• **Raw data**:
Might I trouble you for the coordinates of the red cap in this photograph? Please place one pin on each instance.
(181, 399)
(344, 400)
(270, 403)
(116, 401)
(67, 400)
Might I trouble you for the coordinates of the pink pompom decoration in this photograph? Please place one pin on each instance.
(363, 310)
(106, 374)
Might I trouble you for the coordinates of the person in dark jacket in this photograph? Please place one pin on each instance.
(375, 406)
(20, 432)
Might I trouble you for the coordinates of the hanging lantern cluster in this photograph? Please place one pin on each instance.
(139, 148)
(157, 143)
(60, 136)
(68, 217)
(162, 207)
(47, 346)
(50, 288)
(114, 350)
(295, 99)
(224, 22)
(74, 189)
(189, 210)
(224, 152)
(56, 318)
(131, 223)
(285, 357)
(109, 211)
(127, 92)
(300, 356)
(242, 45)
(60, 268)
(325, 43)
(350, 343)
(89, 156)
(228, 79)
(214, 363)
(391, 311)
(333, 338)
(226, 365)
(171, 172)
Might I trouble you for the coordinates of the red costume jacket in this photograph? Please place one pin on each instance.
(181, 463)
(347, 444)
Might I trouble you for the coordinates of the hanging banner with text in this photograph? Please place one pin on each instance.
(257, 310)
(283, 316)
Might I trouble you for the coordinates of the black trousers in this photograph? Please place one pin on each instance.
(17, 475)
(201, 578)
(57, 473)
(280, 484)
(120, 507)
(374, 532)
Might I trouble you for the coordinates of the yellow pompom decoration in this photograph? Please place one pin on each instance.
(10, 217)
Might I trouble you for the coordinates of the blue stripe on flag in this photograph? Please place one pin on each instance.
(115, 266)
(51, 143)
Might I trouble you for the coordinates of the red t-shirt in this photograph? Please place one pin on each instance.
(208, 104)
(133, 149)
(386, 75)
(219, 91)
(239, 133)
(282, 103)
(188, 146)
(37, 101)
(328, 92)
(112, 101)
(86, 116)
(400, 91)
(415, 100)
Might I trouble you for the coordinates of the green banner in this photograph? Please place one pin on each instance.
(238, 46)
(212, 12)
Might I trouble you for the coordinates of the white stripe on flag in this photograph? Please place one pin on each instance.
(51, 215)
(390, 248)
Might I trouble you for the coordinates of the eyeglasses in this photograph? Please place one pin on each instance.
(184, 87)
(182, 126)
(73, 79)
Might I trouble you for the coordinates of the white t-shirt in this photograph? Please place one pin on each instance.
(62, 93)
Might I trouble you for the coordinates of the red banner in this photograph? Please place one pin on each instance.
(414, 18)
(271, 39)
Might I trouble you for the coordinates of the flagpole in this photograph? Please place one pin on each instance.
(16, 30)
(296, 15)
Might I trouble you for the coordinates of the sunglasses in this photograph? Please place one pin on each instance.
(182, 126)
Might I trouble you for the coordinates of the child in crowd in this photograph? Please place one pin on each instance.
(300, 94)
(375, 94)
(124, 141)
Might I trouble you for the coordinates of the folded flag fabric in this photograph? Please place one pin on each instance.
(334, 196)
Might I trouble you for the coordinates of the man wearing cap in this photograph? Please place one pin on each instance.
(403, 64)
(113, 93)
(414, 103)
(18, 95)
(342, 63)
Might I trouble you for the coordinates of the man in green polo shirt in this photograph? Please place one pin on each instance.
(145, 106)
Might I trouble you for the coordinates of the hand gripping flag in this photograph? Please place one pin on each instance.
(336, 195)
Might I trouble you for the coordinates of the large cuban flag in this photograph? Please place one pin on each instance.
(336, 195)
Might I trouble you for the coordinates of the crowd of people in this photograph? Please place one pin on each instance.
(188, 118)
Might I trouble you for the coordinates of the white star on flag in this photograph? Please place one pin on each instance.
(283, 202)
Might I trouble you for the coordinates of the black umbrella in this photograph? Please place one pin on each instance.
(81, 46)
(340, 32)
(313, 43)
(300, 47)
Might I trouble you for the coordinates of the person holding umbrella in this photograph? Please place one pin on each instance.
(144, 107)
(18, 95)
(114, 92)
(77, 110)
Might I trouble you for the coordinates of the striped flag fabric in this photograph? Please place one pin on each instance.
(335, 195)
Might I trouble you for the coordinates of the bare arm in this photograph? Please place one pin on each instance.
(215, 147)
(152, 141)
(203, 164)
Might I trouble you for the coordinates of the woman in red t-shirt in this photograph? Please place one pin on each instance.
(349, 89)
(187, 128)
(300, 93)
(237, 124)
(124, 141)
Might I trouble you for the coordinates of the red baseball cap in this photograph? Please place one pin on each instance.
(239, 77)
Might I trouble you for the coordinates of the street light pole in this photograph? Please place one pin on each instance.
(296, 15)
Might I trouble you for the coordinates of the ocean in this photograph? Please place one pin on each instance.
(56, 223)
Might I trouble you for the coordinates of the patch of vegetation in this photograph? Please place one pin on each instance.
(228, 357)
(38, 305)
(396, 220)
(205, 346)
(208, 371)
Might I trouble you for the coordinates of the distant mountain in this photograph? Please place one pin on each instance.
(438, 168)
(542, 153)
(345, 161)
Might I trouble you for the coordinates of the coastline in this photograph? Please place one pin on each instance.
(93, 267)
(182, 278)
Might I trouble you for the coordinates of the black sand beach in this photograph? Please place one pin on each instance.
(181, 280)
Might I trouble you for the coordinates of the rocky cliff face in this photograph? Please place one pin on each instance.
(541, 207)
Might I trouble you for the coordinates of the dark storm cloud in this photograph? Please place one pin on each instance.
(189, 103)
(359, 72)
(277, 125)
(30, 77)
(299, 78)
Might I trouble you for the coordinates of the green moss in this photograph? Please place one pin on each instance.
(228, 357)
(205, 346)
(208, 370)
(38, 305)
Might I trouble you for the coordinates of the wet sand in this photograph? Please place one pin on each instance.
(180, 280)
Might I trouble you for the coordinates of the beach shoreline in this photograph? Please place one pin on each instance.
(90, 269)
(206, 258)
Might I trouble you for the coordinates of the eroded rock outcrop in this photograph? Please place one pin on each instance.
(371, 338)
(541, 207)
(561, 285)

• **EXERCISE TASK**: Starting at the line containing "Might I trouble you for the coordinates of the patch" and continuing through the end of the data, switch "pin" to "marker" and reproduce only those lines, otherwise unchanged.

• **RESPONSE FOR THIS EXERCISE**:
Might I trouble you for the coordinates of the patch of vegetation in this photograph? Please place one marker on each instance.
(228, 357)
(38, 305)
(396, 220)
(205, 346)
(208, 371)
Might I trouble you for the coordinates of the distant mountain in this photograph? Please place one marker on each instance.
(438, 168)
(542, 153)
(345, 161)
Might I trouble you for the coordinates of the coastline in this photograph? Please place one marker on each instance.
(93, 267)
(182, 278)
Might I trouble you for the coordinates of the black sand beach in this photograph? Please place one marker on each instance.
(181, 280)
Might I trouble you for the coordinates of the rocky cliff face in this photograph? Please place one marker on each instance.
(541, 207)
Might I trouble you for the coordinates of the dark storm cloud in this photograph? Please place one marker on each instance.
(189, 103)
(359, 72)
(277, 125)
(30, 77)
(299, 78)
Might I trouble you for the coordinates of the green moss in this photograph? Please place one marker on each instance.
(228, 357)
(205, 346)
(208, 370)
(38, 305)
Might I trouble you for the coordinates of the wet sand in this photograph? Please place one marker on each instance.
(180, 280)
Might I trouble you for the coordinates of the beach shoreline in this photograph? Please place one marker on each instance.
(90, 269)
(206, 258)
Might I trouble you for the coordinates of the eroded rock outcrop in this photograph? Please place one marker on each instance.
(371, 338)
(541, 207)
(561, 285)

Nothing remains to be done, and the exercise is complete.